Estratto fornito:

=====

La piaga delle pronunce ortografiche

Molte forme di pseudoinglese italico sono caratterizzate da veri e propri fonemi intrusivi. Il fenomeno, di per sé disdicevole e ripugnante, nasce dal fatto che gli studenti apprendono la lingua scritta a scuola, pensando che la lingua parlata sia soltanto il risultato dell'applicazione di regoline, regolette, regolucce e regolacce. Questo risultato, chiamato "pronuncia", è visto come qualcosa di secondario rispetto alla lettera. Non è altro che l'output di un software mentale che macina lettere. L'idea che la lingua parlata sia venuta prima di quella scritta è lontanissima dalle menti di questi decerebrati, che si sottomettono ai dogmi delle maestrine. Peggio ancora, essi professano queste storture in modo fideistico. Complice l'ignoranza belluina del corpo docente, questi branchi di alunni trovano che nulla sia più naturale dell'attribuire un suono a lettere mute, dando origine a moltissimi obbrobri. Così knee "ginocchio", che suona /ni:/, lo realizzeranno come KNI o addirittura come KINÌ. Famoso poi è il caso di iron "ferro", che suona /'aɪən/ e che è pronunciato AIRON dalle scolaresche italiche - come se fosse scritto EYE RAWN. Se la pronuncia ortografica è spinta, ecco che I know "io so" può suonare addirittura AI KANÒV o AI KANOVA, col pronome ben staccato e accentato quanto il verbo. Appurato che il suono trascritto col dittongo ea è spesso /i:/, molti pronunciano /i:/ tutte le parole con un dittongo ea, anche quelle in cui la vocale è una /e/ breve. Così lead "piombo" è da loro pronunciato come se fosse *LEED, e persino heavy "pesante" è pronunciato come se fosse *EEVY. A volte questo fenomeno colpisce anche parole senza dittongo grafico: devil "diavolo" è spesso pronunciato come se fosse *DEEVEEL o *DEEVAWL. Si può ben capire che i parlanti di un simile pseudoinglese non riconosceranno le parole native; allo stesso modo le loro aberrazioni non saranno riconosciute dai parlanti anglosassoni. I docenti mostrano verso tutto ciò un'incredibile tolleranza. Alcuni di loro sono convinti che lo schifo appena esposto sia "inglese" a tutti gli effetti, tanto sono asini. Altri invece sono consapevoli degli errori degli alunni, ma non hanno determinazione sufficiente per correggerli, anche perché plasmare i giovani stolti a suon di sganassoni è diventato illegale.

=====

Sezione dati:
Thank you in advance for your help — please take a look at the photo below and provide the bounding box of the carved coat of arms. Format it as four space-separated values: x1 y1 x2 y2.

=====

Esercizi da svolgere:
A: Traduci in inglese questa frase dell'estratto sulle pronunce ortografiche: "I docenti mostrano verso tutto ciò un'incredibile tolleranza."
B: Per favore, riprendi l'estratto sulle pronunce ortografiche dal punto in cui termina e portalo avanti.
Le righe non hanno alcun legame con l'estratto sulle pronunce ortografiche.

Risposte agli esercizi:
A: The teachers show an incredible tolerance toward all of this.

B:
Il mito dell'accento

Cosa accade quando uno studente si reca in Inghilterra o in America e constata l'assoluta incomunicabilità? Semplice: dà la colpa a un mostro fantomatico che chiama "accento". La situazione classica è quella del giovane che sbandiera titoli, esami e quant'altro, ma dice di avere un "accento italianissimo" e di trovare difficile l'inglese parlato. In realtà l'accento qui non c'entra proprio nulla, dato che siamo di fronte a un problema di riconoscimento dei fonemi. Se in un dialetto del Regno Unito abbiamo una vocale /ɔ/ aperta nella parola stop, mentre in un dialetto americano abbiamo /a:/ e la pronuncia è /sta:p/, l'intonazione delle frasi non è nemmeno chiamata in causa, dal momento che la difficoltà è che nelle due parlate alcune parole sono realizzate usando due fonemi tra loro dissimili. Se io conosco la pronuncia /stɔp/ e mi trovo ad ascoltare un parlante che usa /sta:p/, può mancarmi la possibilità di identificare la parola nei suoi discorsi. Me la immaginerei addirittura scritta *STARP e non ne capirei la natura. C'è tuttavia di peggio. Su Quora in inglese, l'utente brasiliano Ygor Coelho ha scritto quanto segue (la traduzione è mia): «Non solo l'inglese è parlato molto velocemente dalla maggior parte dei parlanti, ma è anche una lingua con un uso molto intenso del sanddhi (connessioni di suoni tra le parole), che spesso cambia o porta via qualcosa dalla sillaba immediatamente precedente. Il risultato è che l'inglese parlato, della strada, è spesso estremamente difficile da distinguere parola per parola. Diventa tutto un unico, molto lungo borbottio, molte sillabe connesse l'una all'altra, e tui spesso non hai abbastanza tempo per pensare "vediamo, questa parola finisce qui, quest'altra inizia là", in modo tale da decodificare le frasi. Oltre a questo, le variazioni dialettali, specialmente nella pronuncia delle vocali, possono essere molto vaste in inglese, accrescendo ulteriormente la difficoltà di decodificare parola per parola una lunga sequenza di parole.»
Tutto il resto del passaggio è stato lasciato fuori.